:: Requirement ::
Could you please retype all of the records exactly, skipping any pictures?

:: Data for this task ::
***
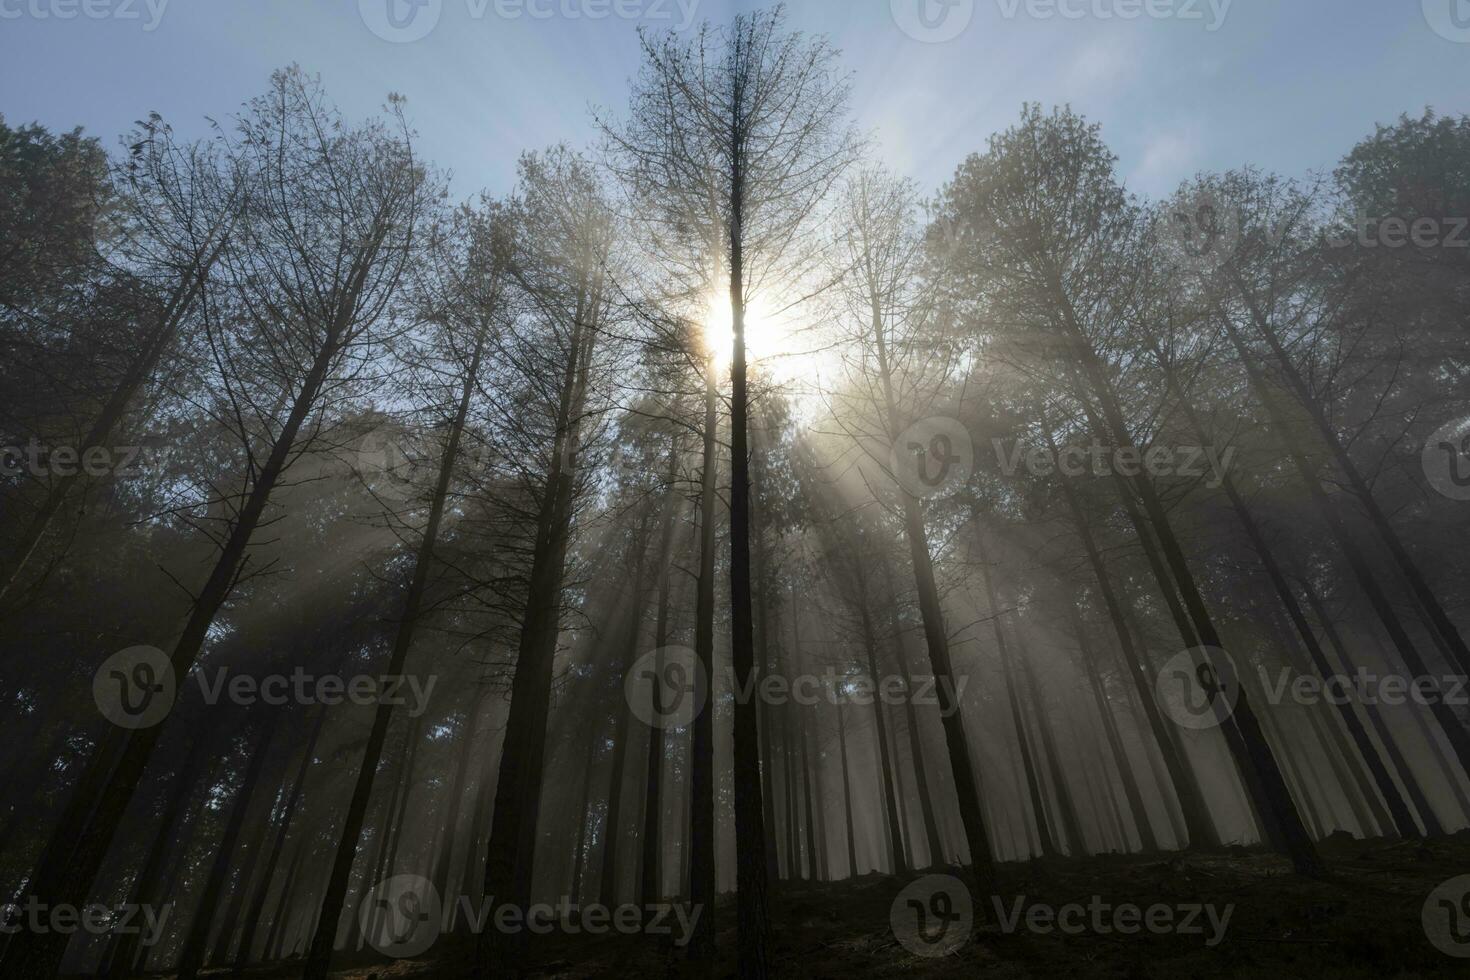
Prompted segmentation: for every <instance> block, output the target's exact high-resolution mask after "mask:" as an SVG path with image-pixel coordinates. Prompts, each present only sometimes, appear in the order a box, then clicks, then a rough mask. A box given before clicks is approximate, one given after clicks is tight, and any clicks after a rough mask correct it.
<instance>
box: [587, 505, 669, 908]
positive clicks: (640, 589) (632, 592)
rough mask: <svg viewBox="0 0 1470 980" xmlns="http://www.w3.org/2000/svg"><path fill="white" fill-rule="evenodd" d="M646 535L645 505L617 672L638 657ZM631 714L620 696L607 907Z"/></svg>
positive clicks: (617, 731)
***
:: Solution ::
Prompted segmentation: for every <instance> block, output the target's exact high-resolution mask after "mask:" as an SVG path with image-pixel coordinates. Prompts, each present only sometimes, appear in the order a box, then clicks, then a rough mask. A box given before clicks is approximate, one given after clicks is tight, and any clicks after a rough mask correct it.
<instance>
box: [587, 505, 669, 908]
positive clicks: (640, 589) (632, 592)
rough mask: <svg viewBox="0 0 1470 980" xmlns="http://www.w3.org/2000/svg"><path fill="white" fill-rule="evenodd" d="M646 535L645 505L617 672L638 657ZM631 714L620 696L607 907Z"/></svg>
positive clicks: (617, 731)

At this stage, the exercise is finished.